■ **EXERCISE DESCRIPTION**
Copy out the records below from their very first line through the line containing "[0, 0, 735, 178]", including that line, without changing anything.
=======
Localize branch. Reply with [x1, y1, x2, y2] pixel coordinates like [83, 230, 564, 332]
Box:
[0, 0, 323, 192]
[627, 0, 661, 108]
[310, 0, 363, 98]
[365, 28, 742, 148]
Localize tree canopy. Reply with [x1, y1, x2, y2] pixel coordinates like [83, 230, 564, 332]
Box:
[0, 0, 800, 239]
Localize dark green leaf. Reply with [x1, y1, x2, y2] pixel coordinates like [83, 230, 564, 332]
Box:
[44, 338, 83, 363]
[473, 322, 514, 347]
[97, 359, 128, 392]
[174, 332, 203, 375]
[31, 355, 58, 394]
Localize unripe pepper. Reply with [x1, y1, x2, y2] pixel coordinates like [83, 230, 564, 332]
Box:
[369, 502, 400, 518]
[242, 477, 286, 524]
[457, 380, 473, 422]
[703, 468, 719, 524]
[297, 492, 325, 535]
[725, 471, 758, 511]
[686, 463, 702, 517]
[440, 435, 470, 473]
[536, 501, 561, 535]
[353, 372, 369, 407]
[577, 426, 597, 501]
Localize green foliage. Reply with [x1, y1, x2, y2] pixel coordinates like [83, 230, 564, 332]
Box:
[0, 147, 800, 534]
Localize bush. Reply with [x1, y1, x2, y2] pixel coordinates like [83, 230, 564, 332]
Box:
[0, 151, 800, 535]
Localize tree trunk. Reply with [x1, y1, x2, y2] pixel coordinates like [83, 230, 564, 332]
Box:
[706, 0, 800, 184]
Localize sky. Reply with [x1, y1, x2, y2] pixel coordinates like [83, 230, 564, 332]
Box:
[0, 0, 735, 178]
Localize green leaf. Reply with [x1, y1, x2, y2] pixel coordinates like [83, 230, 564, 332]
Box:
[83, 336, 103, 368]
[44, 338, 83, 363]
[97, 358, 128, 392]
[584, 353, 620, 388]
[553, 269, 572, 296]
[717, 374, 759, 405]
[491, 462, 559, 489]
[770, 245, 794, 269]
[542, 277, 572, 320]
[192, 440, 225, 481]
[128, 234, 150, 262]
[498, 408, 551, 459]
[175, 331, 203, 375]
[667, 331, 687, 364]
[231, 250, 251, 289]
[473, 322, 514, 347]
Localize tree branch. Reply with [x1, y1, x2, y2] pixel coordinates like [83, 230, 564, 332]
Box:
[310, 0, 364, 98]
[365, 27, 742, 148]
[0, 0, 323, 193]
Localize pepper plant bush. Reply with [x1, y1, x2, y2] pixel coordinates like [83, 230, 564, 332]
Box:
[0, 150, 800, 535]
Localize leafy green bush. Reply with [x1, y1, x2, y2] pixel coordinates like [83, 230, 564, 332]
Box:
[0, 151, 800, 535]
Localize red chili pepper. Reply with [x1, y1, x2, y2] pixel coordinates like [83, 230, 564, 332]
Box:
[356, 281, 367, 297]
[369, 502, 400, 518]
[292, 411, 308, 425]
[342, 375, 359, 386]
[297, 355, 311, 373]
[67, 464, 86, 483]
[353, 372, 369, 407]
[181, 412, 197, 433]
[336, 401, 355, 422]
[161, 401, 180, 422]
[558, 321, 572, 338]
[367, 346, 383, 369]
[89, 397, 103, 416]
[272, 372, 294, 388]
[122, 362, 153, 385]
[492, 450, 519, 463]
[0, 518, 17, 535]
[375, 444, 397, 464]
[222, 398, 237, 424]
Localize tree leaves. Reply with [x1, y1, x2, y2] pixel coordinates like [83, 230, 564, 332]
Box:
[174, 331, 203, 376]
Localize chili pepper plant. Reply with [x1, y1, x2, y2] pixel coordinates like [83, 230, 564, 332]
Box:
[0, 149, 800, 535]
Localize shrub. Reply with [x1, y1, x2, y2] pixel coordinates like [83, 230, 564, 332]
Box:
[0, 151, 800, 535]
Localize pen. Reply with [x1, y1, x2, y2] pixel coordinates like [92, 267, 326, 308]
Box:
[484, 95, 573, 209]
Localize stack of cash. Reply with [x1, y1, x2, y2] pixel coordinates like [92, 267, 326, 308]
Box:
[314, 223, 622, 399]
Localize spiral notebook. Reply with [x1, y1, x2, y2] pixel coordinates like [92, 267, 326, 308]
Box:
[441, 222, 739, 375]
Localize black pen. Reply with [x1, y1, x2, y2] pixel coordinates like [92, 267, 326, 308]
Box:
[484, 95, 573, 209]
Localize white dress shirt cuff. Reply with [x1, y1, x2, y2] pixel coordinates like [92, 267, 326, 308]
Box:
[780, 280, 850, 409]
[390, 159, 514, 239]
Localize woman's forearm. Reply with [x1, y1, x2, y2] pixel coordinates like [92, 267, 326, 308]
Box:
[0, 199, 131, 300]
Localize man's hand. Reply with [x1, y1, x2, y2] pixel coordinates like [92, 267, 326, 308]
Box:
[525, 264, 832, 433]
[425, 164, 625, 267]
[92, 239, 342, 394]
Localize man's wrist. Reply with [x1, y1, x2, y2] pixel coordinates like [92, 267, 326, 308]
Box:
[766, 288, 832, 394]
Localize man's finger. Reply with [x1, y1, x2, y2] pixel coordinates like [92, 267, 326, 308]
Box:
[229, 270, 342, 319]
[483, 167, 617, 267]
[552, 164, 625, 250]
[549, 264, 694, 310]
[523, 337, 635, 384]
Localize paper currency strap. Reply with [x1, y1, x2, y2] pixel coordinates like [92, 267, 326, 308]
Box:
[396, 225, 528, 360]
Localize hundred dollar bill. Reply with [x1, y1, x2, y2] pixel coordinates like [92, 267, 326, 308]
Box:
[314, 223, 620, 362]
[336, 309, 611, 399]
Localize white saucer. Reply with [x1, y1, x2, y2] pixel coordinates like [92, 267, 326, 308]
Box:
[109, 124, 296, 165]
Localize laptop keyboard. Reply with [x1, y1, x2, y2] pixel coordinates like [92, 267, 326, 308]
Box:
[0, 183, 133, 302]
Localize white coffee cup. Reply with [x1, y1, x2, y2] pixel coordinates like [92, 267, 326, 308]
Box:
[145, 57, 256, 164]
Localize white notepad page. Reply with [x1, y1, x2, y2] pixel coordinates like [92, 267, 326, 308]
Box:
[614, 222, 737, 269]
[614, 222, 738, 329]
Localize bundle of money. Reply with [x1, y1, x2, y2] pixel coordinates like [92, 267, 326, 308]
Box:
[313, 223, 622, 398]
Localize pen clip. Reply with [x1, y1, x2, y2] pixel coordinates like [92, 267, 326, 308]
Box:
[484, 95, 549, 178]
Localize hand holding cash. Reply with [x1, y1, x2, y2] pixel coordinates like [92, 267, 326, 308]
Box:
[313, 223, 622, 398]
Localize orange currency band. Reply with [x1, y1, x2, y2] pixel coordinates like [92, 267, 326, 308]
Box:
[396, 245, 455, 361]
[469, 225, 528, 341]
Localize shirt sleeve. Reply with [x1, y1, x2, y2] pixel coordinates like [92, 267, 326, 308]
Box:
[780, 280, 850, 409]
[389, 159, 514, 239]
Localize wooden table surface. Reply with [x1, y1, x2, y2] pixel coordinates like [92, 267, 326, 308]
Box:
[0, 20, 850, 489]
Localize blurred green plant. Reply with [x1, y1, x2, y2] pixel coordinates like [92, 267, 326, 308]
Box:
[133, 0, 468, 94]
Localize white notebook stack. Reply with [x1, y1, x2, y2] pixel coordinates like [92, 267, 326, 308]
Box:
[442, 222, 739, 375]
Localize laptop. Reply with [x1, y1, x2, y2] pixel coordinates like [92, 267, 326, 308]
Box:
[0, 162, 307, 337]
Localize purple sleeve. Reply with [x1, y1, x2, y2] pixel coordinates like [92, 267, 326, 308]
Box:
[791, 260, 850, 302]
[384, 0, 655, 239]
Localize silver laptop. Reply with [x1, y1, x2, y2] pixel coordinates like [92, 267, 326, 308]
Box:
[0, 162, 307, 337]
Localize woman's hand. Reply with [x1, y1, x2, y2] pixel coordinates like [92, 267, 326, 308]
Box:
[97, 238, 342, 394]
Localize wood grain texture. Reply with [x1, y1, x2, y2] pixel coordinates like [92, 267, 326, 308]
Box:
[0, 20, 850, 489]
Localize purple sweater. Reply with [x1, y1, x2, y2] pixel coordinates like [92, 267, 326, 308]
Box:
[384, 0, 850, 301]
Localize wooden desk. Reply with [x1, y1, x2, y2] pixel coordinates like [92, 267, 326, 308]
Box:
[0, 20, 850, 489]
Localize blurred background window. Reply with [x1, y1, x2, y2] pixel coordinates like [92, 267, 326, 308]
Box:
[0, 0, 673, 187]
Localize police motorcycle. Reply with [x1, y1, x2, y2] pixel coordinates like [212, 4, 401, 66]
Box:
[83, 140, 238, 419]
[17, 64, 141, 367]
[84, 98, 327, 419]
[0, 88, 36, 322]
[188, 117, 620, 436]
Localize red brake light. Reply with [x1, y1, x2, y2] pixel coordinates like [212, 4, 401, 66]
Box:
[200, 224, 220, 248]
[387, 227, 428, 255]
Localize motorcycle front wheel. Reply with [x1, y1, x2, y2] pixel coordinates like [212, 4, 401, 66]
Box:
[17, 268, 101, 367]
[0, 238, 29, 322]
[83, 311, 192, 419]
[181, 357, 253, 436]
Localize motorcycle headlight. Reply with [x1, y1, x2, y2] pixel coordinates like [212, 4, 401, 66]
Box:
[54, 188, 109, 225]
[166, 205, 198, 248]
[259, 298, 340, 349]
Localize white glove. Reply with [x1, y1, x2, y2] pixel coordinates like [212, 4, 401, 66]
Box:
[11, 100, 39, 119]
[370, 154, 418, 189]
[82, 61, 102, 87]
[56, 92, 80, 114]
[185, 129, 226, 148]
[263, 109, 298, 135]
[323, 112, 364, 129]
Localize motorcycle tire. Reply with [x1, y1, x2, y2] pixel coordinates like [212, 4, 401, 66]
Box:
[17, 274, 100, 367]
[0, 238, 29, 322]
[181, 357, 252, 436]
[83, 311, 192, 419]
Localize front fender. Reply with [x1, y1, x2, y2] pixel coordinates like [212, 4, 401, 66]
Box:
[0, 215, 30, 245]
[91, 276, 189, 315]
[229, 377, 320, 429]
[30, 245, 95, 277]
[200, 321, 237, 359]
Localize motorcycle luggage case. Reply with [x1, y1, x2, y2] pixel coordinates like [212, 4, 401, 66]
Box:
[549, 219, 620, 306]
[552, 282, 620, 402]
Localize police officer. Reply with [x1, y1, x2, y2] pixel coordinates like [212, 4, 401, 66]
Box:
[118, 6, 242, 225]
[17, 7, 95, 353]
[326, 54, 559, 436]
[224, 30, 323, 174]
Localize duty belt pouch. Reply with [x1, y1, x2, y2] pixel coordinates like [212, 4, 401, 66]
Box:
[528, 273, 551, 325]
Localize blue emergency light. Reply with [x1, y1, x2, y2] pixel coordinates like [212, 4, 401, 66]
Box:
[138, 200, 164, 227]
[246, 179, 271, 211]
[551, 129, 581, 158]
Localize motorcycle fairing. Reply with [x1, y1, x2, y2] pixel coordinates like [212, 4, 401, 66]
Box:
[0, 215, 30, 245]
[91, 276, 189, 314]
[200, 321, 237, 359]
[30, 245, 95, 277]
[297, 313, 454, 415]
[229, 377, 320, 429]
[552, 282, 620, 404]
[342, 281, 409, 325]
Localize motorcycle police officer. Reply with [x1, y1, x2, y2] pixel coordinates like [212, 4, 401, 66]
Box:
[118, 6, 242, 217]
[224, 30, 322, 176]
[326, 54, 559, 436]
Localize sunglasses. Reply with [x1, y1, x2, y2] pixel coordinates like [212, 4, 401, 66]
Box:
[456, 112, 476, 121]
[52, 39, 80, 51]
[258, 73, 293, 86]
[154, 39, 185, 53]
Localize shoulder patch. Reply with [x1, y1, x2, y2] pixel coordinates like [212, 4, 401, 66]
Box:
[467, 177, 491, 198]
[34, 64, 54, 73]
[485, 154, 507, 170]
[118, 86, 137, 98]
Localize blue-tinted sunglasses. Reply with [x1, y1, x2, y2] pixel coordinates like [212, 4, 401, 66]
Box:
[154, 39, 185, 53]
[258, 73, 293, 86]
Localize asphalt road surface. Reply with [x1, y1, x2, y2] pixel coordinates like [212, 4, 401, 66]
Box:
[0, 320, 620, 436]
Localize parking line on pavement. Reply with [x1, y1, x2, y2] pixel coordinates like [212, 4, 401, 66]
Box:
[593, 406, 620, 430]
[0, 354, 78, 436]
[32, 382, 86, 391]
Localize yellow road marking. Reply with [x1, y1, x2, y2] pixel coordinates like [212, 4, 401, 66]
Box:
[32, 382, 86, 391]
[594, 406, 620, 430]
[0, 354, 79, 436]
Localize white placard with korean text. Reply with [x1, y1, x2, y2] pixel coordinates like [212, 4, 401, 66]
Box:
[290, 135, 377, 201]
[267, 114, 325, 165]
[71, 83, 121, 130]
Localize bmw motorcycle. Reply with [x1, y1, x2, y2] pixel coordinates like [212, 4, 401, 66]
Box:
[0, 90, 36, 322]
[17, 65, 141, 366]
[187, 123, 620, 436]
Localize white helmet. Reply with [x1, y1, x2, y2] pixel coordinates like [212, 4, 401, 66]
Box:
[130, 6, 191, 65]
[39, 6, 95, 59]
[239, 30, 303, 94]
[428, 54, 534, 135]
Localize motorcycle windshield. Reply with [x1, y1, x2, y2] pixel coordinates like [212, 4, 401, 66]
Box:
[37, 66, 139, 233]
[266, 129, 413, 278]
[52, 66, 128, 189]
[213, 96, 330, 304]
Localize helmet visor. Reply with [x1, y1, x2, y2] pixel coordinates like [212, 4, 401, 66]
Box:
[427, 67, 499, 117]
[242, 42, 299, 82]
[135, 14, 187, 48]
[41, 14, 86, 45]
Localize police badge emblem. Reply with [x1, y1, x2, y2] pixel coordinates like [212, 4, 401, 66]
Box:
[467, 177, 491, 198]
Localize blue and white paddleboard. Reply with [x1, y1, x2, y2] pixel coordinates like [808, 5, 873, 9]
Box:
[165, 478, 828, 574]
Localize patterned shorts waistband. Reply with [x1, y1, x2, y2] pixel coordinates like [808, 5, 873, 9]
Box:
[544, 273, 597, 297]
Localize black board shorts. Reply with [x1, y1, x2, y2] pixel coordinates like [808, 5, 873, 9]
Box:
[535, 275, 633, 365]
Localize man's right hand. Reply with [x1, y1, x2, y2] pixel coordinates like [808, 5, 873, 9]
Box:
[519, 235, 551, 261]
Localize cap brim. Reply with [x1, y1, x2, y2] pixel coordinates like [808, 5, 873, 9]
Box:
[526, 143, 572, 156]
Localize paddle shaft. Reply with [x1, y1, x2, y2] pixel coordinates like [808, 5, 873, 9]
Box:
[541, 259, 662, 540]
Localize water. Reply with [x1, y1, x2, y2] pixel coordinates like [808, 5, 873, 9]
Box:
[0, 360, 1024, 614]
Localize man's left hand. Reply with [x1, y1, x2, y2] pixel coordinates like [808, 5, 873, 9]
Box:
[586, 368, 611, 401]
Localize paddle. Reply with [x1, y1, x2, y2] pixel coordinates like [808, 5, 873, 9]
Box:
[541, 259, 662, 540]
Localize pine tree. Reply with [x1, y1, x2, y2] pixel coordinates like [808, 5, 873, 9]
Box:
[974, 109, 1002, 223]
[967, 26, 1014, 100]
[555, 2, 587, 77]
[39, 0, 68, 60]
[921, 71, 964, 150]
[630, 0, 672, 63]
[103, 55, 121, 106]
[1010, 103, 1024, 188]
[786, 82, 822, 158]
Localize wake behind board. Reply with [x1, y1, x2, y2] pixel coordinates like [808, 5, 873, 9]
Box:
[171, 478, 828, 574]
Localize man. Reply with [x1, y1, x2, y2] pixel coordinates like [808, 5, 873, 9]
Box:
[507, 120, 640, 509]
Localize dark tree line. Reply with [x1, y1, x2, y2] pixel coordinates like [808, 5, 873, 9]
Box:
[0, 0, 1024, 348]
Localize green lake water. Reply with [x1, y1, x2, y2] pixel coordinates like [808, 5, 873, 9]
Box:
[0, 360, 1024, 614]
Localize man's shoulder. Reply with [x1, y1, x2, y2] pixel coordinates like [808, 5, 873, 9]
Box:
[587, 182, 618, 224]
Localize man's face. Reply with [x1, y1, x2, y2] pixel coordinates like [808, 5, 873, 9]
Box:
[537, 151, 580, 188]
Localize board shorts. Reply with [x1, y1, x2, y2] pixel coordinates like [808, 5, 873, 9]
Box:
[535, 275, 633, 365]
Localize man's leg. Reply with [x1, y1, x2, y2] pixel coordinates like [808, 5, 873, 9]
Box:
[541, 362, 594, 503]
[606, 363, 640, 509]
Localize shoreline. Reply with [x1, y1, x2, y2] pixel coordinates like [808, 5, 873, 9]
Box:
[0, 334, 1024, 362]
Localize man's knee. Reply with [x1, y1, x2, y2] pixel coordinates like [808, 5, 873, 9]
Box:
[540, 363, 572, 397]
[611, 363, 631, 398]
=======
■ **FINAL ANSWER**
Localize branch. Reply with [x1, y1, x2, y2] pixel coordinates like [83, 230, 564, 332]
Box:
[0, 0, 323, 192]
[627, 0, 661, 108]
[310, 0, 363, 98]
[365, 28, 742, 148]
Localize tree canopy. Reply with [x1, y1, x2, y2] pixel coordinates like [83, 230, 564, 332]
Box:
[0, 0, 800, 239]
Localize dark green leaf. Reply with [x1, y1, x2, y2] pixel coordinates like [83, 230, 564, 332]
Box:
[44, 338, 83, 363]
[473, 322, 514, 347]
[97, 359, 128, 392]
[174, 332, 203, 375]
[31, 355, 58, 394]
Localize unripe pepper. Reply with [x1, y1, x2, y2] pixel coordinates like [83, 230, 564, 332]
Box:
[369, 502, 400, 518]
[242, 477, 286, 524]
[457, 380, 473, 422]
[703, 468, 719, 524]
[297, 492, 325, 535]
[725, 471, 758, 511]
[686, 463, 702, 517]
[440, 435, 470, 473]
[536, 501, 561, 535]
[353, 372, 369, 407]
[577, 426, 597, 501]
Localize green foliage. Reply with [x1, y1, x2, y2] pixel coordinates like [83, 230, 564, 332]
Box:
[0, 147, 800, 534]
Localize bush. Reply with [x1, y1, x2, y2] pixel coordinates like [83, 230, 564, 332]
Box:
[0, 151, 800, 535]
Localize tree trunk. Reply with [x1, y1, x2, y2] pixel coordinates like [83, 230, 564, 332]
Box:
[706, 0, 800, 184]
Localize sky. Reply with [x1, y1, x2, y2] pixel coordinates like [83, 230, 564, 332]
Box:
[0, 0, 735, 178]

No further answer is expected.